Licence de la transcription :
Verbatim
Illustration :
ISO Certification - Licence Creative Commons Attribution 4.0 International.

Les positions exprimées sont celles des personnes qui interviennent et ne rejoignent pas nécessairement celles de l’April, qui ne sera en aucun cas tenue responsable de leurs propos.

Description

La qualité est une composante incontournable d’un projet informatique entre autre chose. De l’ISO 9001 aux crashs récents du Boeing 737 Max, en quoi la qualité peut être utile ou une pure illusion.

Transcription

Luc : Décryptualité.
Voix off de Nico : Le podcast qui décrypte l’actualité des libertés numériques.
Luc : Semaine 17. Salut Manu.
Manu : Salut Nolwenn.
Nolwenn : Salut Nico.
Nico : Salut Luc.
Luc : Sommaire.
Nolwenn : Semaine 17. GinjFo, « Distribution Scientific Linux, c’est la fin après 14 ans d’existence, détails », par Jérôme Gianoli.

_DONNÉES DE L'EXERCICE_:
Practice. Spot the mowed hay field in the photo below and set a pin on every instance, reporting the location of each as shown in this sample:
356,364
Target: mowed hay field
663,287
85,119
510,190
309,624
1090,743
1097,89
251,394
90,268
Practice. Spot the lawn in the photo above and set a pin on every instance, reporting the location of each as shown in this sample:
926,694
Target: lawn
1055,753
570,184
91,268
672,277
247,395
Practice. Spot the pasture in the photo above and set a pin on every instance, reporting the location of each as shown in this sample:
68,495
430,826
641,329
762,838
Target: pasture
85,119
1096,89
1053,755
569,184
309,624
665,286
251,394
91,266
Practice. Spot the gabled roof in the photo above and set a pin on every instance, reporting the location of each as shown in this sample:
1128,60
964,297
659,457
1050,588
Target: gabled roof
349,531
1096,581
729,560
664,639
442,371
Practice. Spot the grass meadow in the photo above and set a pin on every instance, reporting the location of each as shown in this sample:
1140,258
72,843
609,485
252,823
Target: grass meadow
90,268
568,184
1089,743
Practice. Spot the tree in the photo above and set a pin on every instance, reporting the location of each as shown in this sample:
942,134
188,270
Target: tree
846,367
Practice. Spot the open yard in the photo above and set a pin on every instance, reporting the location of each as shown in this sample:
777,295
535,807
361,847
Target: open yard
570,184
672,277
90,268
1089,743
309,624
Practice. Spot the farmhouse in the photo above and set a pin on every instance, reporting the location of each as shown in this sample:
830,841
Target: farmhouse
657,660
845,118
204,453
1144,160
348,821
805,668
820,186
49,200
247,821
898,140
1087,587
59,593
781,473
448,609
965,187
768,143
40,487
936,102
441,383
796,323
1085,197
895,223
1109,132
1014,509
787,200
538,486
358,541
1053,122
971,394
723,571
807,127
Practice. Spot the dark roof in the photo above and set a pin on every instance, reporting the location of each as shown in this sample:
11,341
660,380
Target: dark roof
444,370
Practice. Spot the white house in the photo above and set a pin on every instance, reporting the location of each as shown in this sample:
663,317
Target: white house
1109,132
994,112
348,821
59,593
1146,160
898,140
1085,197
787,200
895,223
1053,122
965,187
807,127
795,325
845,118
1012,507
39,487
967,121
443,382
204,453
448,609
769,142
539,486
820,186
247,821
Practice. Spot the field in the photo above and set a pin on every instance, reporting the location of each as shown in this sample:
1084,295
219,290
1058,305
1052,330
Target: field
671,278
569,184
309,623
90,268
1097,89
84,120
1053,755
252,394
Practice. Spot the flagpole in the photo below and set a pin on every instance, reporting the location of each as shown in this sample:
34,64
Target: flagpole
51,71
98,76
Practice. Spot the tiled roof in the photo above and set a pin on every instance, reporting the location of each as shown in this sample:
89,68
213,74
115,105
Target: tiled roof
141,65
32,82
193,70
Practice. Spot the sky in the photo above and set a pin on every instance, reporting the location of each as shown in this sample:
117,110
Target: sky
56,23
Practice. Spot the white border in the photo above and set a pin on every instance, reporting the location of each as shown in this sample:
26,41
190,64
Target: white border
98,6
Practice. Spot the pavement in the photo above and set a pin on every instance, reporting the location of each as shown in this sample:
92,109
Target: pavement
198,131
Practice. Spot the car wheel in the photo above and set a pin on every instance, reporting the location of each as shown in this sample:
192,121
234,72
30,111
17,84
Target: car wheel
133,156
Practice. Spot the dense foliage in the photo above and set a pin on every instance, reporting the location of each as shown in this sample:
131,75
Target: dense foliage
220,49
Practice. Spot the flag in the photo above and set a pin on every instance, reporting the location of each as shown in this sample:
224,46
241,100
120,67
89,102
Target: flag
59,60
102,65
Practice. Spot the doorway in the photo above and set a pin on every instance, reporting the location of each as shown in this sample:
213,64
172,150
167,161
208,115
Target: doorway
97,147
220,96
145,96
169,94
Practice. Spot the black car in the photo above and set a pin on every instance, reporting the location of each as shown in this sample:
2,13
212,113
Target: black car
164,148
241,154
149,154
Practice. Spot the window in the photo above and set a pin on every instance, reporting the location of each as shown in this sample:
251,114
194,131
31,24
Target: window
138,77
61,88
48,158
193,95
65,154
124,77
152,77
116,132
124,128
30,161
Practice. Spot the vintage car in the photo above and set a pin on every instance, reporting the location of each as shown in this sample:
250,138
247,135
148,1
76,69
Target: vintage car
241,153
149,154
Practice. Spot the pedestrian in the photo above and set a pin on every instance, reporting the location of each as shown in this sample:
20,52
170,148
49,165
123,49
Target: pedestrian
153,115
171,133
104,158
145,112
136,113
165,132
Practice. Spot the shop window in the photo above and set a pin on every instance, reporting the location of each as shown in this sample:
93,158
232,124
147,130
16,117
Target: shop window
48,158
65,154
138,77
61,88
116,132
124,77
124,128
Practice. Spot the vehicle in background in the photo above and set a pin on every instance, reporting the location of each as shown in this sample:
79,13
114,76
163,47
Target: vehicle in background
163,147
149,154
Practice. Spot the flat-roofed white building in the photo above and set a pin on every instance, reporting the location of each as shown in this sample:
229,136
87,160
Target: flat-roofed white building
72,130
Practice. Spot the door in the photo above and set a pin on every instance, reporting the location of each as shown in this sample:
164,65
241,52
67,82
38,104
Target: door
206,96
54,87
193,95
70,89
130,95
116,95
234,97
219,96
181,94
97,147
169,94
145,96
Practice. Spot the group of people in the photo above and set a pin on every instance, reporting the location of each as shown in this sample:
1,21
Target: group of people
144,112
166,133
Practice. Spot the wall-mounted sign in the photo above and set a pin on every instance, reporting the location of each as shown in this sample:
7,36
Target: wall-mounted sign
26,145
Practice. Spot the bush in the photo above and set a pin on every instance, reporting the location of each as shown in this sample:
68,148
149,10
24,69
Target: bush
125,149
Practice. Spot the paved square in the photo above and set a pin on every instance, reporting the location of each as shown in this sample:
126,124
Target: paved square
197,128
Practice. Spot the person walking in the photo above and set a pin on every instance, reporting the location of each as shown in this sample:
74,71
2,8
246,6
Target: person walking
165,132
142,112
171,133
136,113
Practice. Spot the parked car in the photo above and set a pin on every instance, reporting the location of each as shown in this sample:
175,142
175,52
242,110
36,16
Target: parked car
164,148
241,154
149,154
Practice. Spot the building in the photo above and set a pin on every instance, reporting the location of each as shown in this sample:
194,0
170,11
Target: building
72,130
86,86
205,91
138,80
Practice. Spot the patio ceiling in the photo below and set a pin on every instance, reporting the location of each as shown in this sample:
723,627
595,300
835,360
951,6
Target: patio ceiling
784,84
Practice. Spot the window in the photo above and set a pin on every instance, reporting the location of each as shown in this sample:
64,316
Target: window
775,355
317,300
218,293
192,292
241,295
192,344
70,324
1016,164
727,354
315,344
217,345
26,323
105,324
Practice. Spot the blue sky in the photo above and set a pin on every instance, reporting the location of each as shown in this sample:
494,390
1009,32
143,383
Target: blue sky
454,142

_TÂCHES À RÉALISER_:
(a) Extrayez de la transcription du podcast le passage qui commence par « Les positions exprimées » et se poursuit jusqu'à « des libertés numériques. ».
(b) Recopiez à l'identique les lignes de la liste, en partant de la ligne qui contient « Practice. Spot the blue » et en allant jusqu'à la dernière ligne de la liste, ces deux lignes comprises.

_EXERCICES CORRIGÉS_:
(a)
Les positions exprimées sont celles des personnes qui interviennent et ne rejoignent pas nécessairement celles de l’April, qui ne sera en aucun cas tenue responsable de leurs propos.

Description

La qualité est une composante incontournable d’un projet informatique entre autre chose. De l’ISO 9001 aux crashs récents du Boeing 737 Max, en quoi la qualité peut être utile ou une pure illusion.

Transcription

Luc : Décryptualité.
Voix off de Nico : Le podcast qui décrypte l’actualité des libertés numériques.

(b)
Practice. Spot the blue sky in the photo above and set a pin on every instance, reporting the location of each as shown in this sample:
494,390
1009,32
143,383
Target: blue sky
454,142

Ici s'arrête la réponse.